WHAT THE TASK ASKS » Among the records that follow, set down only the lines from the one containing "point: yellow amnesty" to the one containing "point: nike swoosh", both included, exactly.

GIVEN RECORDS »
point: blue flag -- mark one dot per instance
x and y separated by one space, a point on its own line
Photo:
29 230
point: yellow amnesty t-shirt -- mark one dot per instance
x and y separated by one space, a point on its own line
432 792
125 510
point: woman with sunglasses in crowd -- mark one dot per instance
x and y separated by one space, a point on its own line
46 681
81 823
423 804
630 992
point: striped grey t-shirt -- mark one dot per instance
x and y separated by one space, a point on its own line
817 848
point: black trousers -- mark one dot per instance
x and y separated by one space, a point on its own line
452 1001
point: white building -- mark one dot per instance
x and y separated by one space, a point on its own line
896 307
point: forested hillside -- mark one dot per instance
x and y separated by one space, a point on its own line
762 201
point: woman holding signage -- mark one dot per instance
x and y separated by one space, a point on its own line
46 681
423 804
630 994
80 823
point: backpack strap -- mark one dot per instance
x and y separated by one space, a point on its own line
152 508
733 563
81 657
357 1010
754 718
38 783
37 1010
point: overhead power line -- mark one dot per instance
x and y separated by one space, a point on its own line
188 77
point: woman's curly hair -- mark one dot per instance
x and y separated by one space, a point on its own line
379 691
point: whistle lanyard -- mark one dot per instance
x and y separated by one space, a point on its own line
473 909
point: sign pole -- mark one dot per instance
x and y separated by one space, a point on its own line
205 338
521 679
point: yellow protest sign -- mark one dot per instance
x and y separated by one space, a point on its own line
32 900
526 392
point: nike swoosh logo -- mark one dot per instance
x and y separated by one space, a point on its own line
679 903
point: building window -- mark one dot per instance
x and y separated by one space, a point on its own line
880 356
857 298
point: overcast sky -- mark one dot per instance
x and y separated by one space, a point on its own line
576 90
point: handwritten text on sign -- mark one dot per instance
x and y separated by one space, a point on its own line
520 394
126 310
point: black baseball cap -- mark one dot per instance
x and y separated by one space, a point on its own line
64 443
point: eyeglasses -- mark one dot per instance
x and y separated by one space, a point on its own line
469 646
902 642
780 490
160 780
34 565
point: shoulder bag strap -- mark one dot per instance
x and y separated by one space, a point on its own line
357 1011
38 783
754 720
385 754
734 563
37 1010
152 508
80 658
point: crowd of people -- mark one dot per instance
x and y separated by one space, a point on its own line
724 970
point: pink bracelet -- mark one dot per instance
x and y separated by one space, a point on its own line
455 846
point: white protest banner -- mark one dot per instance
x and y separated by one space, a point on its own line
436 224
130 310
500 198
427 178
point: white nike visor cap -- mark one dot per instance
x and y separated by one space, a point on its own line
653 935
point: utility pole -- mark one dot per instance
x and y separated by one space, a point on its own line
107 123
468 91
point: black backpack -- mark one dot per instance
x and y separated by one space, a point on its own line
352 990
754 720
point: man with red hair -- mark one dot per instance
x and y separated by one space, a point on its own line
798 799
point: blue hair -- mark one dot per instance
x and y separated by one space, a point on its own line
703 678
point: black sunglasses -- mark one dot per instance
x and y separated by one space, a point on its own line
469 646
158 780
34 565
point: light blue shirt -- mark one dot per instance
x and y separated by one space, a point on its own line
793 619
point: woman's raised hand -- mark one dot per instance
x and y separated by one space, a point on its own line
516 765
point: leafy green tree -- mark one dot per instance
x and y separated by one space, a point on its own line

RESPONSE TO THE TASK »
point: yellow amnesty t-shirt -- mark one dot per instance
x and y separated by one space, a point on its own line
432 792
125 510
point: woman with sunglasses in crowd -- mark one dot per instance
x and y separated by one space, a point on its own line
46 681
81 823
423 804
630 992
point: striped grey t-shirt -- mark one dot per instance
x and y separated by one space, a point on its own line
817 848
point: black trousers -- mark one dot per instance
x and y separated by one space, a point on its own line
452 1001
point: white building -- mark one dot per instance
x and y separated by one space, a point on its own line
896 307
point: forested hillside -- mark one dot per instance
x and y separated by one space, a point on its own line
762 201
point: woman holding signage -- mark one dot per instance
x and y separated by one space, a point on its own line
46 681
423 804
630 994
80 823
point: backpack strap -- mark one dot per instance
x and y separated by one space, a point on its own line
152 508
733 563
81 657
357 1010
754 718
38 783
37 1010
point: overhead power line -- mark one dot per instance
x and y separated by one space, a point on its own line
188 77
point: woman's curly hair -- mark one dot per instance
x and y separated by one space, a point on its own line
379 691
point: whistle lanyard -- mark one dot per instance
x and y separated by one space, a point on its own line
473 909
point: sign pole -- mark one dot per instance
x and y separated by one space, a point on its own line
205 338
521 679
point: yellow protest sign -- mark one dot per instance
x and y separated by one space, a point on its own line
32 900
526 392
point: nike swoosh logo -- mark one dot per instance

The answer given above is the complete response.